[Collected data]
*** Begin section ***

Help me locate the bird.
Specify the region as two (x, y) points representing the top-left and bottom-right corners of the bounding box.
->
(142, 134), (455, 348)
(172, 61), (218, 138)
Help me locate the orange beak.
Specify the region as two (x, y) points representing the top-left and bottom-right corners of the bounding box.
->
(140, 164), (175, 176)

*** End section ***

This exercise requires the entries above to be restated exactly.

Help me locate the bird.
Specify the region as two (x, y) points representing the top-left and bottom-right corners of the bounding box.
->
(142, 134), (455, 348)
(172, 61), (218, 138)
Help me locate the orange beak.
Specify the region as two (x, y) points representing the top-left and bottom-right corners of the bounding box.
->
(140, 164), (175, 176)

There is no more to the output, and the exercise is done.